**Problem to work on:**
According to the text on Oracle initialization parameter files, what default name does the database look for at startup when no SPFILE is found?

**Source excerpt:**
Initialization Parameter Files

When you start the instance, an initialization parameter file is read. There are two types of parameter files. Server parameter file (SPFILE): This is the preferred type of initialization parameter file. It is a binary file that can be written to and read by the database server and must not be edited manually. It resides in the server on which the Oracle database is executing; it is persistent across shutdown and startup. The default name of this file, which is automatically sought at startup, is spfile<SID>.ora. Text initialization parameter file: This type of initialization parameter file can be read by the database server, but it is not written to by the server. The initialization parameter settings must be set and changed manually by using a text editor so that they are persistent across shutdown and startup. The default name of this file (which is automatically sought at startup if an SPFILE is not found) is init<SID>.ora. It is recommended that you create an SPFILE as a dynamic way to maintain initialization parameters. By using an SPFILE, you can store and manage your initialization parameters persistently in a server-side disk file.

Overview of Data Files

At the operating system level, Oracle Database stores database data in data files. Every database must have at least one data file.

**Dataset excerpts:**

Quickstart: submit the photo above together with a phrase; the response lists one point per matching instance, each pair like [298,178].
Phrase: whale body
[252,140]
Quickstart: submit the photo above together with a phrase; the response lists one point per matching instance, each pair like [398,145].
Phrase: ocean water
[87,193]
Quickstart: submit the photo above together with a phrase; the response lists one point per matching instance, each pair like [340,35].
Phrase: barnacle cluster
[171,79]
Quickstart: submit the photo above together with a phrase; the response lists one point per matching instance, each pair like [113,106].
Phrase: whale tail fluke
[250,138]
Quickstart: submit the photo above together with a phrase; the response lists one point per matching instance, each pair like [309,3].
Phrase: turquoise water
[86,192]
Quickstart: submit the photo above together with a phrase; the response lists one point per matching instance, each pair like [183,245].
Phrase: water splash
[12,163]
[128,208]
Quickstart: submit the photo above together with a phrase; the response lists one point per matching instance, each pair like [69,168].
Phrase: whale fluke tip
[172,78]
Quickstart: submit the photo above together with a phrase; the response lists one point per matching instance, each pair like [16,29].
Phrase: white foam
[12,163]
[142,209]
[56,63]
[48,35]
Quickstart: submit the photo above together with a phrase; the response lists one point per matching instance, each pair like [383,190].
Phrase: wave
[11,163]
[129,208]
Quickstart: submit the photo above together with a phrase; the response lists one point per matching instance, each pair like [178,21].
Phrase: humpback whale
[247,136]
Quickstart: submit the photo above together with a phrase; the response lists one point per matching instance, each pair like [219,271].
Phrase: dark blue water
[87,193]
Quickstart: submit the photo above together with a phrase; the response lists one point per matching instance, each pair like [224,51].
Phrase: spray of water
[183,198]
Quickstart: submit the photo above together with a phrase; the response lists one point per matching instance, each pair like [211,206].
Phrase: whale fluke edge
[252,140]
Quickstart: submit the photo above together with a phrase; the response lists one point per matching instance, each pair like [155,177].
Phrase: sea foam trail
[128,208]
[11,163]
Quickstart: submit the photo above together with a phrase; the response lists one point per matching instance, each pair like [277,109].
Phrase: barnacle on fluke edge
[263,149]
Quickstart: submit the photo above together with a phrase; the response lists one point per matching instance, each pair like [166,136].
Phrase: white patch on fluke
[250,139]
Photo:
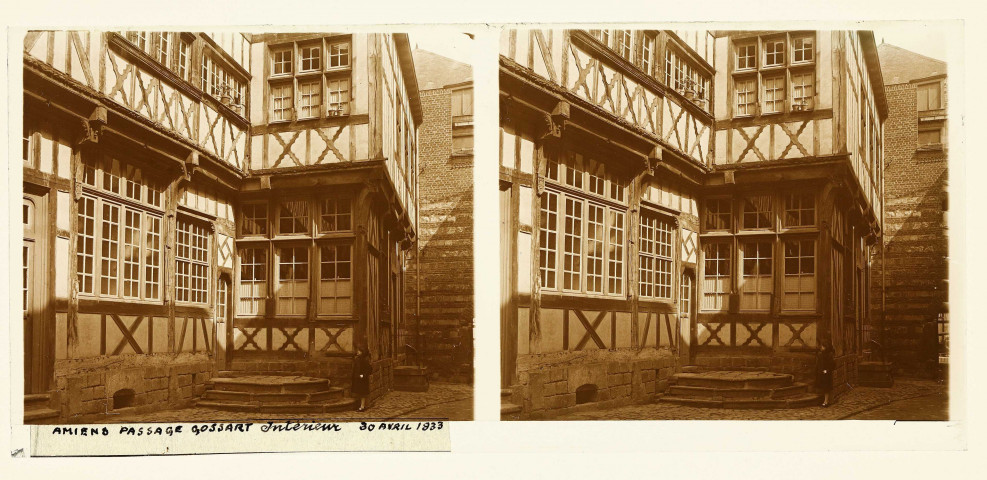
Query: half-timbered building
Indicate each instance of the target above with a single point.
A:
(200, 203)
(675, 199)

**Finished answer:**
init<SID>.ora